A channel that can be used beside area or length is position on unaligned scales, which in this case combined with small multiples gives a plot that should rather just be a table, as the visual representation gives us no relative differences in terms of anything other than numbers on the y-axis.

ggplot(youthType, aes(x = Var1, y = Freq, color = Var1)) +
  geom_point() +
  facet_wrap(~ Var1, scales = "free") +
  labs(y = "", color = "ANZSOC.Divison", title = "Overall Number of Incidents") +
  theme(axis.ticks.x = element_blank(),
        axis.title.x = element_blank(),
        axis.text.x = element_blank())

Question 3

To re-create the plot, I create a data set only containing the crime types that we want to draw a white line for. We then create the white line using geom_line with this filtered data as the data as well as run geom_line again to make sure that the white and colored line of highlighted categories are layered on top of the other lines.

obsWithCat <- grepl("^(Public|Dangerous)", youthMonthType$Var2)
youthMonthType$highlightCat <- ifelse(obsWithCat, 1, 0)
youthMonthTypeHighlightCat <- youthMonthType %>% 
  dplyr::filter(highlightCat == 1)

ggplot(youthMonthType, aes(x = Month, y = Freq, color = Var2, group = Var2)) +
  geom_line() +
  geom_line(data = youthMonthTypeHighlightCat, color = "white", lwd = 4) +
  geom_line(data = youthMonthTypeHighlightCat) +
  labs(x = "", y = "", title = "Number of Incidents per Month", color = "ANZSOC.Division") +
  theme(legend.text = element_text(size = legend_text_size))

Questions of interest

From this line plot, we can see that same regarding most and least common crime types. “Theft and related offences” is clearly the most common (atleast until about 2020), and the least common is hard to see, but we can judge by the legend. Here it becomes easier to see, however, that the difference between the third most common crime types diminishes with time. In 2014 “Theft and related offences” is almost double as frequent as the 2nd most common “Acts intended to cause injury”, but at around 2020, the 3 most common crime types are about the same frequency.

Regarding the categories “Public Order Offences” and “Dangerous or Negligent Acts Endangering Persons”, we see that the latter is on an increasing trend, whereas all other crime types seem to be on a downward trend. It increased from a frequency of just under 100 per month in 2014 to almost 150 per month in 2022. Comparing this to “Public Order Offences”, this is the crime type with the biggest decrease, going from a frequency above 200 in 2014 to a frequency just above 50 in 2022.

What is asked:
Write the next part of the text on plotting youth crime incidents, picking up after its final sentence. The lines that follow are drawn from a separate source and are unrelated to the text on youth crime plots.

Record extracts:
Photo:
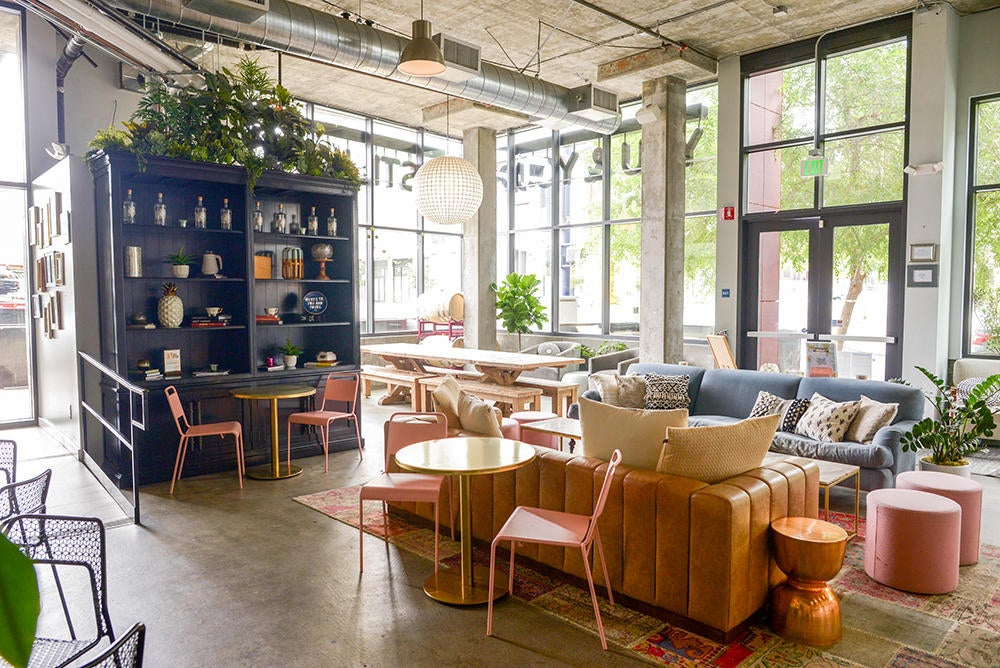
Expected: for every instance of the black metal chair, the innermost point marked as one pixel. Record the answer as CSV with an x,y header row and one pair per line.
x,y
65,542
8,460
126,652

Output below:
Preattentive pop out and Gestalt Rules

What “pops out” immediately is the coloring of the lines according to crime types as well as the highlighted lines with a white background

Gestalt rules

Connection: The lines are coloured within each crime type, making a connection between the data points that make out each line
Figure and Ground: We use the fact that our plot is layered to have a grey background and then use the contrast of white to highlight our colored lines
Common fate: Almost all of the lines are moving downward (except the one we commented on above), meaning we quickly associate the same trend to almost all crime types
Proximity: When the lines are close, we know immediately that the frequencies of crimes are similar

Question 4

Default colour palette used in ggplot2 is generated by scales::pal_hue(). To desaturate the colors for some of the categories, we can use colorspace::desaturate.

We create the plot by mapping aesthetics of color and linewidth to the crime type variable Var2 and then scaling colors and linewidths such that our highlighted groups are not saturated and have a bigger linewidth. Note we do a separate call to geom_line with a subset of data with only the highlighted categories to make them go “on top”.

monthLabels <- levels(youthMonthType$Var2)
highlightCats <- grepl("^(Public|Dangerous)", monthLabels)
colors <- scales::pal_hue()(length(monthLabels))
colors[!highlightCats] <- sapply(
  colors[!highlightCats], colorspace::desaturate, amount = 0.8
)

lwds <- setNames(rep(0.6, length(monthLabels)), monthLabels)
lwds[highlightCats] <- 1.2

ggplot(youthMonthType,
       aes(x = Month, y = Freq, color = Var2, group = Var2, linewidth = Var2)) +
  geom_line() +
  geom_line(data = youthMonthTypeHighlightCat) +
  scale_color_manual(name = "ANZSOC.Division", values = colors) +
  scale_linewidth_manual(name = "ANZSOC.Division", values = lwds) +
  labs(x = "", y = "", title = "Number of Incidents per Month") +
  theme(legend.text = element_text(size = legend_text_size))

Here we use the same visual channels as above by using color, but instead of drawing a background of white to highlight certain lines, we highlight the lines by making them thicker, thus also using a visual channel of thickness/area. We adjust the saturation (or chroma) of the other lines to not be as saturated as the highlighted lines, making the vibrant colors “pop out” more.

Another solution using a bit more “hidden” functionalities in `ggplot2`

Not using linewidth as an aesthetic but fixing it in a geom, if the data contains the same column as is colored by, it will automatically include linewidth as a column.

ggplot(youthMonthType,
       aes(x = Month, y = Freq, color = Var2, group = Var2)) +
  geom_line() +
  geom_line(data = youthMonthTypeHighlightCat, linewidth = 2) +
  scale_color_manual(name = "ANZSOC.Division", values = colors) +
  labs(x = "", y = "", title = "Number of Incidents per Month") +
  theme(legend.text = element_text(size = legend_text_size))

Question 5

We use the colorspace::deutan function to transform the colors to what a person with deuteranomaly would see and scale our colors to use this new palette.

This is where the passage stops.